Repeat exactly each line of the data provided below.

• Extracted data
[Start of Attachment]

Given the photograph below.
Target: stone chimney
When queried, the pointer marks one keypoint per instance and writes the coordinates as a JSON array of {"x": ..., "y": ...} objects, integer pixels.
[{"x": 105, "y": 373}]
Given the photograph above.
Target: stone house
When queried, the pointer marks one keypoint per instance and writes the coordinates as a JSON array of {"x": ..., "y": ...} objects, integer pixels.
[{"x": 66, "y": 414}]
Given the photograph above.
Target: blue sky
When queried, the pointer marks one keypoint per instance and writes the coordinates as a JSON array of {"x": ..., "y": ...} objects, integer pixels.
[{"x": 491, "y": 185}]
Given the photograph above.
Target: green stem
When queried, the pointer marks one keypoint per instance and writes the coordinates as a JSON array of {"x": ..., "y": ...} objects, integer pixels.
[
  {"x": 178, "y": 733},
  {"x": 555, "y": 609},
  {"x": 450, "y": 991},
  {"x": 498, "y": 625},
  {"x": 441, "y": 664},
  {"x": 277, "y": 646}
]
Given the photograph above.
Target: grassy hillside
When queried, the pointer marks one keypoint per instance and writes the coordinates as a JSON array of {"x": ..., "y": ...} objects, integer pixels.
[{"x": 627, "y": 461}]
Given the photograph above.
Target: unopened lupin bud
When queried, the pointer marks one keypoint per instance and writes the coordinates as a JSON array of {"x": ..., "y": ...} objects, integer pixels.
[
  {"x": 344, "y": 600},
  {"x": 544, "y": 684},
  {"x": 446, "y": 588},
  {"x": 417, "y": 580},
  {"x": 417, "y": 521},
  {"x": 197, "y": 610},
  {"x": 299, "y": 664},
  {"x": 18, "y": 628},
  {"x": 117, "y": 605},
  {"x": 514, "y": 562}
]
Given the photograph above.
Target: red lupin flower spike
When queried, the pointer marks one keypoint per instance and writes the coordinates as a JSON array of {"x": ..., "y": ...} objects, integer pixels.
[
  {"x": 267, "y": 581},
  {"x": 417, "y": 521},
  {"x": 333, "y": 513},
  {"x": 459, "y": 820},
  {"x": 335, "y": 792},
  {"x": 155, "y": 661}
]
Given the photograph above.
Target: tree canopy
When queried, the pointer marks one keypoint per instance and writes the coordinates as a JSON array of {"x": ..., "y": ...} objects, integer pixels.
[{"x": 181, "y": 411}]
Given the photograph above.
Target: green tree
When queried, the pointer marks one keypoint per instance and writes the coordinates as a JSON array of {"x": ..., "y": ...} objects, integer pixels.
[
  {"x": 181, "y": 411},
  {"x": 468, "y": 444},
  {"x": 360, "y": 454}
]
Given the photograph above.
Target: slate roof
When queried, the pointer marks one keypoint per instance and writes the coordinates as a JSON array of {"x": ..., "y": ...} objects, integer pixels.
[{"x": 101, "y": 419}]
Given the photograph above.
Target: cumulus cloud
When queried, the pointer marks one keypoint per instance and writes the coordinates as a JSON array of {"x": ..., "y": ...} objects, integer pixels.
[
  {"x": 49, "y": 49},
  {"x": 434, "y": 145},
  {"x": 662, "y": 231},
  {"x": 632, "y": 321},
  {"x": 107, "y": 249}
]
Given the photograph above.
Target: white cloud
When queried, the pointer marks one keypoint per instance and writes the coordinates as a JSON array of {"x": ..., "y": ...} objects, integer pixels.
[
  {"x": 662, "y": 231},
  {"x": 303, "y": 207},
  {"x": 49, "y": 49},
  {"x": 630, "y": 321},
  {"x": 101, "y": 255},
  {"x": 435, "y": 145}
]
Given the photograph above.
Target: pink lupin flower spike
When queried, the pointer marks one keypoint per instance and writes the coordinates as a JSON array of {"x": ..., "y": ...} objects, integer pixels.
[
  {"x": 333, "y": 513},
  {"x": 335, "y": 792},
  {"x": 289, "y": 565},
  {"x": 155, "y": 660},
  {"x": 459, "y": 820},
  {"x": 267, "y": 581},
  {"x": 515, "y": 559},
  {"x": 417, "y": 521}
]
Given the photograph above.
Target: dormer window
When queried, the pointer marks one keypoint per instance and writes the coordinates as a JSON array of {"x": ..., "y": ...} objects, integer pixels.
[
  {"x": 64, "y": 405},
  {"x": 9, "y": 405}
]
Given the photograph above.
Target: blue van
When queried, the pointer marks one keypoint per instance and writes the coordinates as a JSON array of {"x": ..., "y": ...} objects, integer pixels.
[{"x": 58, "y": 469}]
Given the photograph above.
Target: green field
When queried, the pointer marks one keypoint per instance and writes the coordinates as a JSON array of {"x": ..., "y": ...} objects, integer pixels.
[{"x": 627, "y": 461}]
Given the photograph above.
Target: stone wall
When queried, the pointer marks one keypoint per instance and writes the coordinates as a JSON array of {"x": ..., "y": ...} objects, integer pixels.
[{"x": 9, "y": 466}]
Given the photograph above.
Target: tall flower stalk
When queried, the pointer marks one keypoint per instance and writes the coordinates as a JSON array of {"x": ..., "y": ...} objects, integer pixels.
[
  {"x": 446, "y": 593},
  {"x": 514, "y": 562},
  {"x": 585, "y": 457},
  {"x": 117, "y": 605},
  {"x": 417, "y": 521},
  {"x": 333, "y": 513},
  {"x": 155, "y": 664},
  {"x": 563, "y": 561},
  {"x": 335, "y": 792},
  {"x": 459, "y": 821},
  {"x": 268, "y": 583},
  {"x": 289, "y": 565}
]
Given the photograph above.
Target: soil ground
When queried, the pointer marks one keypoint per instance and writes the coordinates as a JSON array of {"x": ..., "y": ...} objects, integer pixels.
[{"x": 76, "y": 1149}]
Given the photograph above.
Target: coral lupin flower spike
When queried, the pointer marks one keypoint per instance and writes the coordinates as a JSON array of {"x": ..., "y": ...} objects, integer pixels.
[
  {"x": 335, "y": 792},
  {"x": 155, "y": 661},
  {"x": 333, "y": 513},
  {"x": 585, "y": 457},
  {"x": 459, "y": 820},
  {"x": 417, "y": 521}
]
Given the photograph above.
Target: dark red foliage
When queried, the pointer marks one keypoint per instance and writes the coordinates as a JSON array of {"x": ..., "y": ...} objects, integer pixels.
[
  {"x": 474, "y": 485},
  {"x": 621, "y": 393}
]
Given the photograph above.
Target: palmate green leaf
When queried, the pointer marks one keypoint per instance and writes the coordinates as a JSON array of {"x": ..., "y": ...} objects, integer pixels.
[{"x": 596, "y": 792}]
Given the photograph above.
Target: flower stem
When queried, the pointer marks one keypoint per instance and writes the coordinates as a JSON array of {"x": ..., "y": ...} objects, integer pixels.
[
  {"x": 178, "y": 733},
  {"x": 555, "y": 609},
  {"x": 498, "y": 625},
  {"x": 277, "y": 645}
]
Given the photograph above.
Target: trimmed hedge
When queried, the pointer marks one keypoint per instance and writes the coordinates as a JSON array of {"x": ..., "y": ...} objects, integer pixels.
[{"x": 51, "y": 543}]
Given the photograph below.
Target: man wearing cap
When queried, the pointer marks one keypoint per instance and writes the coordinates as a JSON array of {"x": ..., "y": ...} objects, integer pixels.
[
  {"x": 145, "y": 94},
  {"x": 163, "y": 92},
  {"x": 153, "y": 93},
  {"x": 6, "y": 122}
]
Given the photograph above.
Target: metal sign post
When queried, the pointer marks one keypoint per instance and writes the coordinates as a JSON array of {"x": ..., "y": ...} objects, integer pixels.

[End of Attachment]

• Exercise answer
Given the photograph below.
Target: stone chimney
When queried, the pointer marks one keypoint per instance and writes the coordinates as a JSON array of {"x": ..., "y": ...} objects, integer pixels.
[{"x": 105, "y": 373}]
Given the photograph above.
Target: stone house
When queried, the pointer marks one keypoint per instance and writes the coordinates as a JSON array of {"x": ..., "y": ...} objects, integer pixels.
[{"x": 66, "y": 414}]
Given the photograph above.
Target: blue sky
When queried, the pointer marks one keypoint per instance and writes the coordinates as a JSON array of {"x": ..., "y": ...} objects, integer pixels.
[{"x": 491, "y": 185}]
Given the photograph above.
Target: green stem
When queried, the pointer marks one keypoint per instance and writes the coordinates as a JSON array of {"x": ..., "y": ...} objects, integer pixels.
[
  {"x": 178, "y": 733},
  {"x": 555, "y": 609},
  {"x": 450, "y": 991},
  {"x": 498, "y": 625},
  {"x": 441, "y": 664},
  {"x": 277, "y": 646}
]
Given the photograph above.
Target: grassy hillside
When queried, the pointer marks one keypoint per instance and writes the coordinates as a JSON array of {"x": ..., "y": ...} objects, integer pixels.
[{"x": 627, "y": 461}]
Given the photograph above.
Target: unopened lupin bud
When queried, the pointer marks one keypoint per instance and writes the coordinates as a JSON array of {"x": ..., "y": ...} objects, integer pixels.
[
  {"x": 344, "y": 600},
  {"x": 544, "y": 684},
  {"x": 446, "y": 588},
  {"x": 417, "y": 580},
  {"x": 417, "y": 521},
  {"x": 197, "y": 610},
  {"x": 299, "y": 664},
  {"x": 18, "y": 628},
  {"x": 117, "y": 605},
  {"x": 514, "y": 562}
]
Given the photograph above.
Target: red lupin flower spike
When queried, the pointer marks one keypoint per instance and writes the coordinates as a JSON array of {"x": ..., "y": ...} objects, integer pixels.
[
  {"x": 267, "y": 581},
  {"x": 417, "y": 521},
  {"x": 333, "y": 513},
  {"x": 459, "y": 820},
  {"x": 335, "y": 792},
  {"x": 155, "y": 661}
]
Given the photograph above.
Target: tree canopy
When queried, the pointer marks one keypoint per instance and writes the coordinates as a JSON array of {"x": ..., "y": ...} objects, integer pixels.
[{"x": 181, "y": 411}]
Given the photograph above.
Target: green tree
When queried, the pointer marks one keypoint per instance and writes the coordinates as a JSON array of {"x": ..., "y": ...} objects, integer pixels.
[
  {"x": 181, "y": 411},
  {"x": 468, "y": 444},
  {"x": 360, "y": 454}
]
Given the photograph above.
Target: slate roof
When queried, the pointer marks one keypoint per instance and writes the coordinates as a JSON array of {"x": ..., "y": ...} objects, integer pixels.
[{"x": 101, "y": 419}]
Given the photograph above.
Target: cumulus cloud
When queried, the pointer marks one keypoint per instance and writes the coordinates as a JSON array of {"x": ..., "y": ...} objects, integer pixels.
[
  {"x": 49, "y": 49},
  {"x": 434, "y": 145},
  {"x": 662, "y": 231},
  {"x": 632, "y": 321},
  {"x": 107, "y": 249}
]
Given the photograph above.
Target: white cloud
When queried, the pointer marks one keypoint per instance and writes the coordinates as a JSON array of {"x": ..., "y": ...} objects, integer pixels.
[
  {"x": 662, "y": 231},
  {"x": 303, "y": 207},
  {"x": 49, "y": 49},
  {"x": 630, "y": 321},
  {"x": 101, "y": 255},
  {"x": 435, "y": 145}
]
Given the photograph above.
Target: pink lupin flower spike
When queried, the pointer marks one keypoint per instance and writes the coordinates as a JSON array of {"x": ..., "y": ...} objects, integer pixels.
[
  {"x": 333, "y": 513},
  {"x": 335, "y": 792},
  {"x": 289, "y": 565},
  {"x": 155, "y": 660},
  {"x": 459, "y": 820},
  {"x": 267, "y": 581},
  {"x": 515, "y": 559},
  {"x": 417, "y": 521}
]
Given the photograph above.
Target: dormer window
When queried, the pointer marks one keypoint per instance and writes the coordinates as a JSON array of {"x": ..., "y": ...} objects, integer pixels.
[
  {"x": 64, "y": 405},
  {"x": 9, "y": 405}
]
Given the photograph above.
Target: blue van
When queried, the pointer marks one keypoint per instance and writes the coordinates as a JSON array of {"x": ..., "y": ...} objects, integer pixels.
[{"x": 58, "y": 469}]
Given the photograph above.
Target: green field
When queried, the pointer marks one keypoint per instance and writes the coordinates as a JSON array of {"x": ..., "y": ...} objects, integer pixels.
[{"x": 627, "y": 461}]
Given the photograph above.
Target: stone wall
When queried, the pointer marks one keypoint per instance and writes the coordinates as a JSON array of {"x": ..., "y": ...} objects, integer pixels.
[{"x": 9, "y": 466}]
Given the photograph above.
Target: tall flower stalk
When queried, the pointer marks one keypoint per instance and writes the coordinates as a JSON array of {"x": ..., "y": ...} objects, integer pixels.
[
  {"x": 446, "y": 593},
  {"x": 514, "y": 562},
  {"x": 585, "y": 457},
  {"x": 117, "y": 605},
  {"x": 417, "y": 521},
  {"x": 333, "y": 513},
  {"x": 155, "y": 664},
  {"x": 563, "y": 561},
  {"x": 335, "y": 792},
  {"x": 459, "y": 821},
  {"x": 268, "y": 583},
  {"x": 289, "y": 565}
]
Given the photograph above.
Target: soil ground
When queried, the pointer marks one keypoint per instance and writes the coordinates as a JSON array of {"x": ..., "y": ...} objects, integer pixels.
[{"x": 76, "y": 1149}]
Given the photograph above.
Target: coral lupin flower spike
When queried, the pointer marks one keypoint per instance and writes the coordinates as a JSON array of {"x": ..., "y": ...} objects, integer pixels.
[
  {"x": 335, "y": 792},
  {"x": 155, "y": 661},
  {"x": 333, "y": 513},
  {"x": 585, "y": 457},
  {"x": 459, "y": 820},
  {"x": 417, "y": 521}
]
Given the photograph above.
Target: dark red foliage
When queried, the pointer marks one keypoint per instance and writes the coordinates as a JSON array of {"x": ..., "y": ...} objects, integer pixels.
[
  {"x": 474, "y": 485},
  {"x": 621, "y": 393}
]
Given the photograph above.
Target: palmate green leaf
When queried, the pointer marks one keypoint per instance and writes the coordinates as a JSON array of {"x": ..., "y": ...} objects, integer pixels.
[{"x": 596, "y": 792}]
Given the photograph above.
Target: flower stem
When queried, the pointer marks one keypoint per instance and writes the coordinates as a JSON array of {"x": ..., "y": ...} objects, integer pixels.
[
  {"x": 178, "y": 733},
  {"x": 555, "y": 609},
  {"x": 498, "y": 625},
  {"x": 277, "y": 645}
]
Given the photograph above.
Target: trimmed hedge
When queried, the pointer marks one keypoint per instance and writes the coordinates as a JSON array of {"x": ..., "y": ...} objects, integer pixels.
[{"x": 51, "y": 543}]
Given the photograph below.
Target: man wearing cap
When queried, the pointer marks one keypoint per instance and writes the coordinates as a JSON array of {"x": ..., "y": ...} objects, integer pixels.
[
  {"x": 145, "y": 94},
  {"x": 163, "y": 92},
  {"x": 153, "y": 93},
  {"x": 6, "y": 122}
]
Given the photograph above.
Target: metal sign post
When queried, the pointer marks one keypoint per instance and writes the coordinates as a JSON array of {"x": ..., "y": ...} objects, integer pixels.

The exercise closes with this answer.